When you reach the line containing "of the player's", begin copying, and keep copying each line exactly until the listing ends.

>>

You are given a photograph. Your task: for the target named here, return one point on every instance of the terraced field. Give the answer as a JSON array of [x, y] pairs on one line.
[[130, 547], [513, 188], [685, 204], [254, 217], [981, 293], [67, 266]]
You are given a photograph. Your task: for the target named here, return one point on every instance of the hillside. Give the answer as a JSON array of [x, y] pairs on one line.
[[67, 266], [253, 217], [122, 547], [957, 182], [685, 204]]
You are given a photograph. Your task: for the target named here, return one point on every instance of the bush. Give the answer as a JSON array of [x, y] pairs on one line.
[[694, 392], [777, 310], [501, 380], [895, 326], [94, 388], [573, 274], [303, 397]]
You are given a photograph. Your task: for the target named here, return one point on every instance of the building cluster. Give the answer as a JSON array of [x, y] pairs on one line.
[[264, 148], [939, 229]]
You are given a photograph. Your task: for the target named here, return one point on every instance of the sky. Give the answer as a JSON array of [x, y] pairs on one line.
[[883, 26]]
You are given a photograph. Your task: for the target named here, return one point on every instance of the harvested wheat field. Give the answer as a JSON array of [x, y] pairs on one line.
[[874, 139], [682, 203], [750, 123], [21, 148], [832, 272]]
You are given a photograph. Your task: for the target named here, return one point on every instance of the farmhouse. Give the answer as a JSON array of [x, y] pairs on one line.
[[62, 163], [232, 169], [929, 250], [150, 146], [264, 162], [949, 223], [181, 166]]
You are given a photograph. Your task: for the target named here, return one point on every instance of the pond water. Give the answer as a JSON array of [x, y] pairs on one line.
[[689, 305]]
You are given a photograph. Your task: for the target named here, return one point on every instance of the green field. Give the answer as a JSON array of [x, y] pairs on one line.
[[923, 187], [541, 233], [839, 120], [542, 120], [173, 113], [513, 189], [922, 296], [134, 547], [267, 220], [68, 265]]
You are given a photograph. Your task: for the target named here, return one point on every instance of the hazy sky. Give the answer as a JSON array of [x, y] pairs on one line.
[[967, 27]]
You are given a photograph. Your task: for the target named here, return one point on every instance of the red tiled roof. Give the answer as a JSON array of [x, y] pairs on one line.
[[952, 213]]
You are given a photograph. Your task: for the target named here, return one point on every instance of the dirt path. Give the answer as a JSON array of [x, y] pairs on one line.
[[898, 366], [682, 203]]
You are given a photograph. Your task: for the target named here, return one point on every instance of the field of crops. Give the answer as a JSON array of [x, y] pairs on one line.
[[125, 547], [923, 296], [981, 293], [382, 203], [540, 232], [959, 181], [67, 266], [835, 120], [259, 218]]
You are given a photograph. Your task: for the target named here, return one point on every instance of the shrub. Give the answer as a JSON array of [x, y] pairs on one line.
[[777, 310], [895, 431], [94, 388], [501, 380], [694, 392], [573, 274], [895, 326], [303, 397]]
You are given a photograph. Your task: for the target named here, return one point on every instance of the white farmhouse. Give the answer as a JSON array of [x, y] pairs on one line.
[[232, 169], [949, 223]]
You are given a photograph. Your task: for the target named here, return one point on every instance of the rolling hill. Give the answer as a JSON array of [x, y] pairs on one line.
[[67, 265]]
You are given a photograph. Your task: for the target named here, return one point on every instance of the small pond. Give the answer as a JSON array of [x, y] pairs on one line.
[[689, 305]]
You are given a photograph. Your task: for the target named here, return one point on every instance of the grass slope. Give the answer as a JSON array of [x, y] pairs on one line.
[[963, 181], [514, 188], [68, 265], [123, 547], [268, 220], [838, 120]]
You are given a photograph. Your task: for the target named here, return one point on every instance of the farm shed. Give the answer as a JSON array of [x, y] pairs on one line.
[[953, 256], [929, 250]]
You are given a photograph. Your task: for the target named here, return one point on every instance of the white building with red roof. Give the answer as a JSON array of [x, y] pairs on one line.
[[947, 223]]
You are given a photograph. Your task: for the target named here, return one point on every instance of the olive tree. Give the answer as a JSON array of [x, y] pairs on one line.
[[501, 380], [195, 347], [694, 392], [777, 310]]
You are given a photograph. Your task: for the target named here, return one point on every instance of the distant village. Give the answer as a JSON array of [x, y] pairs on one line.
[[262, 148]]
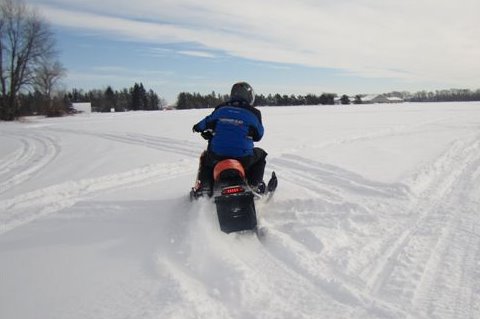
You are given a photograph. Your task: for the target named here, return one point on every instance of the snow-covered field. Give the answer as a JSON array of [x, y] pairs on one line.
[[376, 216]]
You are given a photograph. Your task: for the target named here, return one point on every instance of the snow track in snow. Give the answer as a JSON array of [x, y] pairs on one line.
[[37, 151]]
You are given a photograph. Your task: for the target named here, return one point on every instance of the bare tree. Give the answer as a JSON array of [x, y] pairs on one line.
[[25, 43]]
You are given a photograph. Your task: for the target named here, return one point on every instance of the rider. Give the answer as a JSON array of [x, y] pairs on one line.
[[231, 130]]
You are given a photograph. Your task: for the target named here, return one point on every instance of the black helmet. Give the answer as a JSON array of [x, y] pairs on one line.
[[242, 91]]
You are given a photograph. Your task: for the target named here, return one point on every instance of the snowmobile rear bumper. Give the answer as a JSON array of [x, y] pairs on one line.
[[236, 212]]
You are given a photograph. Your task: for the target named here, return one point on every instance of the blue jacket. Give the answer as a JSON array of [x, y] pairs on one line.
[[235, 127]]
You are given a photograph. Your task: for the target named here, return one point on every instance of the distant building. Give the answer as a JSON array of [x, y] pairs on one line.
[[83, 107]]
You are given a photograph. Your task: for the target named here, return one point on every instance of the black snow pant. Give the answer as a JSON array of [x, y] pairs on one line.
[[254, 166]]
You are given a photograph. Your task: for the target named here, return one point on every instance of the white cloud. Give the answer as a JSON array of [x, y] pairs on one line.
[[201, 54], [410, 40]]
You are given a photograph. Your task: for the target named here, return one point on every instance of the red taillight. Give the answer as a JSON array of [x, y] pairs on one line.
[[232, 190]]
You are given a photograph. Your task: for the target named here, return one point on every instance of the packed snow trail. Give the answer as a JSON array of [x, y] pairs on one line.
[[376, 216]]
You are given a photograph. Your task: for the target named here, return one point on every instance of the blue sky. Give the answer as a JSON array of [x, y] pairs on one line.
[[285, 46]]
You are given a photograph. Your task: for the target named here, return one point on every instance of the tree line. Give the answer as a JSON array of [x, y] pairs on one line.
[[187, 100], [196, 100], [28, 58], [135, 98]]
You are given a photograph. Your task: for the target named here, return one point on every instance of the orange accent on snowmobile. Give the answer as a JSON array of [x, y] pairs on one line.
[[228, 164]]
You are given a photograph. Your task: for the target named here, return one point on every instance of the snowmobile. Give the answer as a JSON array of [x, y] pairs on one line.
[[233, 197]]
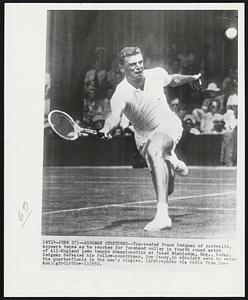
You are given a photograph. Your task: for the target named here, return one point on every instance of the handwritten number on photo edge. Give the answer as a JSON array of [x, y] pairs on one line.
[[23, 212]]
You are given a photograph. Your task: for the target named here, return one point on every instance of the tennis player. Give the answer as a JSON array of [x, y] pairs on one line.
[[140, 97]]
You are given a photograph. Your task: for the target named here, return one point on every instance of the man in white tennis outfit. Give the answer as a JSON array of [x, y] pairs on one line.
[[140, 97]]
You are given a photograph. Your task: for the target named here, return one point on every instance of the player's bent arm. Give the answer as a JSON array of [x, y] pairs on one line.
[[179, 79], [111, 123]]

<<

**Exercise answer**.
You are given a photograph. Your task: for the target named here, return one point on every instance of the player's bent arm. Give the answer as a JSON array of [x, y] pairs on one line.
[[179, 79], [111, 123]]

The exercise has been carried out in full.